Work instructions => Find every line in the listing below that contains the string "boulder", and copy each of those lines. Matching is case-sensitive.

Dataset entries
------------------------------------------------------------------------

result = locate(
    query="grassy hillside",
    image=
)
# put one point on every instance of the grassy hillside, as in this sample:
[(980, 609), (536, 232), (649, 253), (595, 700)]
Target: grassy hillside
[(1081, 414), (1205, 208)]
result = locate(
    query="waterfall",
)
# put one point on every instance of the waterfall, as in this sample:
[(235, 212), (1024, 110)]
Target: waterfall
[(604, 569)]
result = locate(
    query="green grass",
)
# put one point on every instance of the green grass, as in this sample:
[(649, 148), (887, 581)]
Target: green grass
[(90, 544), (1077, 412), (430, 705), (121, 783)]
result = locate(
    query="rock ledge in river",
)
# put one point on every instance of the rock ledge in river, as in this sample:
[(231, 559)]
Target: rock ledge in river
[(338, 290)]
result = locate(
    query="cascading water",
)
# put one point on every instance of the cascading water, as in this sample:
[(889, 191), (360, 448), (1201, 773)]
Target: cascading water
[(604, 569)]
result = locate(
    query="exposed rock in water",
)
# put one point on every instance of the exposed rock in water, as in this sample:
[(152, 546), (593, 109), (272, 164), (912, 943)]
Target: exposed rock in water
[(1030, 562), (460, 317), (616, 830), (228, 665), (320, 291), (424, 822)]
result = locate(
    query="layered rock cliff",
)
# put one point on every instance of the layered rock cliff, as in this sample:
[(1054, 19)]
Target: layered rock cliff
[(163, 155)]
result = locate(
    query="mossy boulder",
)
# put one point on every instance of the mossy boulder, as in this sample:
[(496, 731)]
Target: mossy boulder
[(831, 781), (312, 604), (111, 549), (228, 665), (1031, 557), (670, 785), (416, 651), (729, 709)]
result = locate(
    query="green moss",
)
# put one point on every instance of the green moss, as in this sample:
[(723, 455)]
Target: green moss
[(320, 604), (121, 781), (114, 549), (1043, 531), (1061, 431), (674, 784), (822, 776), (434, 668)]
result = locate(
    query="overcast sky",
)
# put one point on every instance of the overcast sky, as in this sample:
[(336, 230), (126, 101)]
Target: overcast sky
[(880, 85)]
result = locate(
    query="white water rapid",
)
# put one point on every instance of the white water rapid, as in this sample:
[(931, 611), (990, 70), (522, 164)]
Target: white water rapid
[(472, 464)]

------------------------------------------------------------------------

Final result =>
    query="mossy boulder",
# put one point on every instance of the mossy boulder, as in this sample:
Target: mossy boulder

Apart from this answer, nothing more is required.